_Required work_
Reproduce every one of the records below word for word, with no changes.

Records excerpted from a collection
START
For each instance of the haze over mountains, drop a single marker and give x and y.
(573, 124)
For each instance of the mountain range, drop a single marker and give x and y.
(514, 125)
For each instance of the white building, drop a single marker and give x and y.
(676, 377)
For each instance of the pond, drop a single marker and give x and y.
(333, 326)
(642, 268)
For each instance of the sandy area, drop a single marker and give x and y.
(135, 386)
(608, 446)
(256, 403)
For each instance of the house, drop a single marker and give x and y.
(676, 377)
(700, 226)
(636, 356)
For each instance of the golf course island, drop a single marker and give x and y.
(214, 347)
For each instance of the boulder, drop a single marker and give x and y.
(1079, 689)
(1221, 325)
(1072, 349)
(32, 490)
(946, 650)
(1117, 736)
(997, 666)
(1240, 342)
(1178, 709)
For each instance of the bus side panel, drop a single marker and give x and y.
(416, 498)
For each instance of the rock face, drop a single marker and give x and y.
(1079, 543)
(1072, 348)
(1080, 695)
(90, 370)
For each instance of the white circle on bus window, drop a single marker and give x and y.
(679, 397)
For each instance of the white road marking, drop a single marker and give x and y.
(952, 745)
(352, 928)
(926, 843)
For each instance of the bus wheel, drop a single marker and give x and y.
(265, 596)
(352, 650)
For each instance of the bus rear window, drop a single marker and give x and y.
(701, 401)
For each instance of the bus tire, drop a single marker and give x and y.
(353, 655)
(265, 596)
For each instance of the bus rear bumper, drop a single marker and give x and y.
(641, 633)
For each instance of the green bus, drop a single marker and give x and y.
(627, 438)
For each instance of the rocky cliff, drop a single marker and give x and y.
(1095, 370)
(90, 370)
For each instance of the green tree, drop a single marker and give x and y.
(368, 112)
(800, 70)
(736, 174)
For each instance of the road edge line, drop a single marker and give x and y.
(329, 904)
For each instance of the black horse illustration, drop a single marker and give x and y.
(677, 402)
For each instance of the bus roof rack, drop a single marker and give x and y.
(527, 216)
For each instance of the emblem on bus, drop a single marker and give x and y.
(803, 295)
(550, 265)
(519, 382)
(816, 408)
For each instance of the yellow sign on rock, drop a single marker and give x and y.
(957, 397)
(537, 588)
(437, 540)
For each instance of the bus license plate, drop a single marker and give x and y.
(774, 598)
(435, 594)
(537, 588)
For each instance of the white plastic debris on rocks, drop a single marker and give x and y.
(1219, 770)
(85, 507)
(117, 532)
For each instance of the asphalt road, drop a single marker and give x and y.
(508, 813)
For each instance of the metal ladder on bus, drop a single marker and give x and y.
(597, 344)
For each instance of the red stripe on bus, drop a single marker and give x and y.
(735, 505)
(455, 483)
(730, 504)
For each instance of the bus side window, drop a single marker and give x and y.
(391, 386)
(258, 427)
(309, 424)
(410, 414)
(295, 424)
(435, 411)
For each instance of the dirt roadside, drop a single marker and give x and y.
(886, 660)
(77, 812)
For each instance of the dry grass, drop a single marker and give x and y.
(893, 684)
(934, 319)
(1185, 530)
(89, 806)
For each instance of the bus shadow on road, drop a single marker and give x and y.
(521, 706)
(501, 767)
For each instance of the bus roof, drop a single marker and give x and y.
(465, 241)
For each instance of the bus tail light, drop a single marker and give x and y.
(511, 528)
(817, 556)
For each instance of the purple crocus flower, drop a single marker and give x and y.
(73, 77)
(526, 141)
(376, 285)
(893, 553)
END
_Written answer_
For each instance of the haze over mountains, drop a single marker and give x and y.
(573, 124)
For each instance of the mountain range, drop a single marker and give x and y.
(514, 125)
For each instance of the white building, drop a single marker and give x and y.
(676, 377)
For each instance of the pond, drop a single marker and give x and y.
(333, 326)
(642, 268)
For each instance of the sandy area, drop a single marker and give x and y.
(135, 386)
(608, 446)
(256, 403)
For each instance of the house, drop a single marker and give x and y.
(676, 377)
(700, 226)
(636, 356)
For each instance of the golf course island, drop a single marker and give x and y.
(214, 347)
For each instance of the boulder, drop a single marker and give x and y.
(1079, 689)
(1221, 325)
(1072, 349)
(32, 490)
(946, 650)
(1117, 736)
(997, 666)
(1240, 342)
(1178, 709)
For each instance of the bus side panel, drop a single marker and give x and y.
(416, 498)
For each instance of the rock face, drop a single marker and give x and y.
(1079, 543)
(1072, 348)
(1080, 695)
(90, 370)
For each instance of the white circle on bus window, drop a single marker and give x and y.
(679, 397)
For each instance of the white road marking, drop a single marker and give x and y.
(952, 745)
(352, 928)
(926, 843)
For each instance of the bus wheel, drop a single marker and give x and y.
(265, 596)
(352, 650)
For each instance of the bus rear window, drop a single marker and give x and y.
(701, 401)
For each instance of the bus tire, drop a single marker and give x and y.
(353, 655)
(265, 596)
For each instance of the bus rear bumper, drop a single marker and give x and y.
(641, 633)
For each instance of the green bus, drop a single marker and give x and y.
(627, 438)
For each instance of the rocky cliff, drop a single marker and give x and y.
(1095, 370)
(90, 370)
For each instance of the green tree, drop a single marker and give x and y.
(368, 112)
(800, 70)
(736, 174)
For each instance of the road edge line, drop a single marker and give x and y.
(329, 904)
For each instance of the black horse illustration, drop a single marker and give x and y.
(677, 402)
For each instance of the bus roof rack, drop a single marker and give x and y.
(527, 216)
For each instance of the emblem on bus, drop a single marker and give x and y.
(803, 295)
(550, 265)
(519, 382)
(816, 408)
For each instance of the yellow sign on rock, drop a single marker and give x and y.
(957, 397)
(537, 588)
(437, 540)
For each instance of the bus license plate, drop a single marker and give x and y.
(774, 598)
(435, 594)
(537, 588)
For each instance of the white plastic debris on rocks, drop a single marker and give x and y.
(1219, 770)
(85, 507)
(117, 532)
For each instance of the asphalt road, drop a single marker and give x and y.
(508, 813)
For each instance of the metal ladder on bus, drop a single marker and give x and y.
(597, 344)
For each instance of the red stripe on bus, drop a single marker and give x and y.
(735, 505)
(455, 483)
(730, 504)
For each instance of the bus side window, drop a single marker and give x and y.
(391, 386)
(258, 427)
(309, 424)
(410, 414)
(295, 424)
(435, 411)
For each instance of the dirt roadside, drop a single marker and give x and y.
(886, 660)
(77, 812)
For each instance of the dry grass, drop a single marker and give x and y.
(893, 684)
(934, 319)
(1185, 530)
(89, 806)
For each instance of the bus shadow on road, drop a single marker and give x and y.
(521, 706)
(501, 767)
For each instance of the bus roof, drop a single marker and give x and y.
(465, 241)
For each instance of the bus tail light, drop a single marker and give x and y.
(511, 528)
(817, 556)
For each instance of the purple crocus flower, drop a single marker and give x and y.
(73, 77)
(526, 141)
(376, 285)
(893, 553)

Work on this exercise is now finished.